# Less Expensive Winter Heating



## albsure (Sep 17, 2005)

I heard the other day that the cost of heating your home this winter will be going up 71%.  I am trying to come up with ways to reduce my gas bill because who can afford an increase like that?  Outside of the obvious types of winterizing your home, ie: caulking, plastic over windows, etc. I'm curious to know how everybody else will be trying to cut their costs this winter....


----------



## bondo (Sep 19, 2005)

check out many of the solar and green builder sites.  Home Power Magazine (homepower.com) is a good place to start.  The altenergystore.com is another good place to shop. There is a passive solar air heater that attaches to a south facing wall and heats cold air from the floor.  There are several maker of these.  Other solutions are more elabrate.  If gas is your main heating means the might concider putting a corn burning system in if you have a basement heating system.


----------



## paintinglady (Sep 26, 2005)

Those a great resources that you posted.  I'll be interested to see if anyone else has any more.


----------



## FirTrader (Sep 26, 2005)

Wood Stove and Chimney - $1500.00
Stihl Chain Saw -  $500.00
Firewood permit $5.00

We got a woodstove to supplement the furnace, and now with natural gas being worth more than liquid platinum, we supplement the wood stove with the furnace.


----------



## classy1 (Oct 1, 2005)

● COLLECTED MATERIAL:

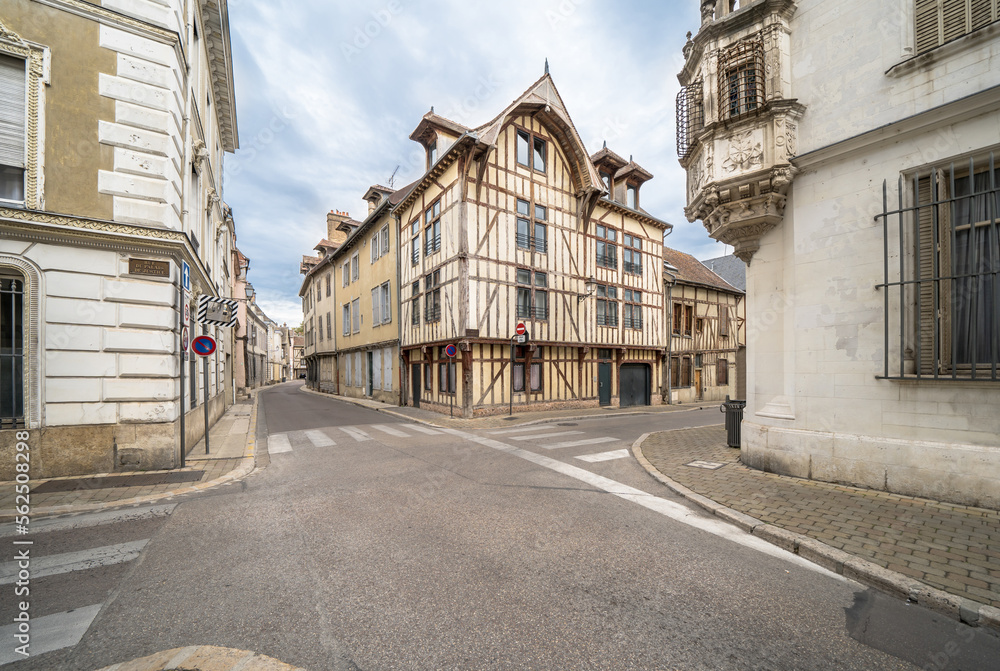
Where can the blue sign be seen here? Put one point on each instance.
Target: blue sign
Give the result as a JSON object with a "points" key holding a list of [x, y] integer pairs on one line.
{"points": [[203, 345]]}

● TASK SET:
[1] Based on the winter heating thread, say whether each statement agrees with it, answering yes or no and quoting the deciding words: (a) bondo mentions a passive solar air heater that goes on a south-facing wall; (b) FirTrader paid $50.00 for a firewood permit; (c) albsure heard that home heating costs this winter would rise 71%.
[2] Carry the winter heating thread forward from its last heading.

● TASK-BY-TASK OUTPUTS:
[1]
(a) Yes: "There is a passive solar air heater that attaches to a south facing wall and heats cold air from the floor."
(b) No: "Firewood permit $5.00"
(c) Yes: "I heard the other day that the cost of heating your home this winter will be going up 71%."

[2]
I am going with fireplace more this year, and using large plexiglas sheets on the outside of my windows as well as plastic inside - also, check your flooring and subflooring - I strung up some insulation in my basement and saved a good bit last year (I live in an old house, tho).  Also, electric space heaters are very useful if you tend to spend most of your time in one or two rooms.


----------



## archaicruin (Oct 14, 2005)

Classy1 - what do you mean about the plexiglas sheeting?  Is this a kind of build-your-own storm window trick?


----------



## beverly (Oct 17, 2005)

has anyone used that plastic that you actually have to use the blowdry for it to stick to the window to keep the cold out?  I usually use the kind you just tape up but my house is so drafty, you can hear the plastic blowing when the wind gets going.  anyone use the other kind?  how was it?  where can I find it?


----------



## 1guitarman (Oct 27, 2005)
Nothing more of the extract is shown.